> Article:
******************************

Reputation: 39
I am trying to use GPU to train my model but it seems that torch fails to allocate GPU memory.
My model is a RNN built on PyTorch
device = torch.device('cuda: 0' if torch.cuda.is_available() else "cpu")
rnn = RNN(n_letters, n_hidden, n_categories_train)
rnn.to(device)
criterion = nn.NLLLoss()
criterion.to(device)
optimizer = torch.optim.SGD(rnn.parameters(), lr=learning_rate, weight_decay=.9)
class RNN(nn.Module):
def __init__(self, input_size, hidden_size, output_size):
super(RNN, self).__init__()
self.input_size = input_size
self.hidden_size = hidden_size
self.output_size = output_size
self.i2h = nn.Linear(input_size + hidden_size, hidden_size)
self.i2o = nn.Linear(input_size + hidden_size, output_size)
self.softmax = nn.LogSoftmax(dim=1)
def forward(self, input, hidden):
input = input.cuda()
hidden = hidden.cuda()
combined = torch.cat((input, hidden), 1)
hidden = self.i2h(combined)
output = self.i2o(combined)
output = self.softmax(output)
output = output.cuda()
hidden = hidden.cuda()
return output, hidden
def init_hidden(self):
return Variable(torch.zeros(1, self.hidden_size).cuda())
Training function:
def train(category_tensor, line_tensor, rnn, optimizer, criterion):
rnn.zero_grad()
hidden = rnn.init_hidden()
for i in range(line_tensor.size()[0]):
output, hidden = rnn(line_tensor[i], hidden)
loss = criterion(output, category_tensor)
loss.backward()
optimizer.step()
return output, loss.item()
The function to get category_tensor and line_tensor:
def random_training_pair(category_lines, n_letters, all_letters):
category = random.choice(all_categories_train)
line = random.choice(category_lines[category])
category_tensor = Variable(torch.LongTensor([all_categories_train.index(category)]).cuda())
line_tensor = Variable(process_data.line_to_tensor(line, n_letters, all_letters)).cuda()
return category, line, category_tensor, line_tensor
I ran the following the code:
print(torch.cuda.get_device_name(0))
print('Memory Usage:')
print('Allocated:', round(torch.cuda.memory_allocated(0) / 1024 ** 3, 1), 'GB')
print('Cached: ', round(torch.cuda.memory_cached(0) / 1024 ** 3, 1), 'GB')
and I got:
GeForce GTX 1060
Memory Usage:
Allocated: 0.0 GB
Cached: 0.0 GB
I did not get any errors but GPU usage is just 1% while CPU usage is around 31%.
I am using Windows 10 and Anaconda, where my PyTorch is installed. CUDA and cuDNN is installed from .exe file downloaded from Nvidia website.

******************************

[Labeled area outline items]
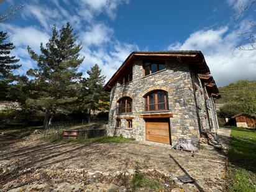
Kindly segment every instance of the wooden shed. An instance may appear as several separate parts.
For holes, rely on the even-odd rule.
[[[229,124],[242,127],[256,127],[255,119],[255,117],[240,113],[232,117],[229,121]]]

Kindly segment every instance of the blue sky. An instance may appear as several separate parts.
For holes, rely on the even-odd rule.
[[[239,34],[253,30],[248,23],[256,19],[256,7],[237,22],[232,15],[250,1],[24,1],[20,18],[1,23],[0,29],[16,46],[12,54],[22,65],[17,73],[36,66],[27,46],[39,53],[52,25],[60,28],[69,21],[83,46],[79,70],[84,76],[98,63],[107,80],[134,50],[199,50],[220,86],[256,80],[255,51],[234,50]]]

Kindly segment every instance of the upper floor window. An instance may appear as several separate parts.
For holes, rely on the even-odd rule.
[[[167,92],[157,90],[150,92],[145,97],[145,111],[168,110]]]
[[[163,62],[144,62],[144,76],[161,71],[166,68],[165,63]]]
[[[124,83],[130,82],[132,81],[132,68],[129,70],[126,75],[121,76],[119,78],[119,85],[123,85]]]
[[[132,112],[132,99],[129,97],[122,98],[118,102],[118,113]]]

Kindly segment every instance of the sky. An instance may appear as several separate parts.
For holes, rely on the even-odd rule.
[[[7,0],[10,1],[11,0]],[[86,71],[97,63],[107,81],[133,51],[201,50],[217,85],[256,80],[256,50],[239,50],[242,32],[255,29],[256,6],[238,21],[233,16],[252,0],[24,0],[19,17],[0,23],[22,65],[16,73],[35,68],[29,45],[40,53],[56,24],[70,22],[83,45]],[[0,9],[2,7],[0,7]]]

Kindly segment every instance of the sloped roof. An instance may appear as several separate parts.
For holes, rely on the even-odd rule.
[[[249,114],[247,114],[247,113],[242,112],[242,113],[239,113],[239,114],[237,114],[237,115],[235,115],[235,116],[234,116],[233,117],[231,117],[231,119],[234,119],[234,118],[240,116],[247,116],[247,117],[250,117],[250,118],[252,118],[252,119],[255,119],[255,118],[256,118],[255,117],[252,116],[250,116],[250,115],[249,115]]]
[[[210,70],[207,65],[204,55],[201,51],[180,50],[180,51],[154,51],[154,52],[133,52],[126,59],[119,68],[104,87],[104,90],[110,91],[114,83],[126,69],[130,67],[133,62],[137,59],[168,59],[176,58],[180,62],[188,62],[194,65],[194,68],[198,73],[208,75]]]
[[[204,84],[206,89],[212,93],[212,96],[214,98],[219,98],[221,95],[219,94],[219,89],[213,76],[203,74],[198,74],[198,76],[201,81]]]

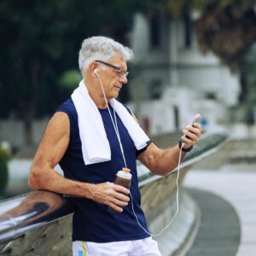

******************************

> Set exercise:
Can you retype the PyTorch GPU post word for word, starting at "Reputation: 39" and ending at "criterion.to(device)"? Rely on nothing but the PyTorch GPU post.

> The completed task:
Reputation: 39
I am trying to use GPU to train my model but it seems that torch fails to allocate GPU memory.
My model is a RNN built on PyTorch
device = torch.device('cuda: 0' if torch.cuda.is_available() else "cpu")
rnn = RNN(n_letters, n_hidden, n_categories_train)
rnn.to(device)
criterion = nn.NLLLoss()
criterion.to(device)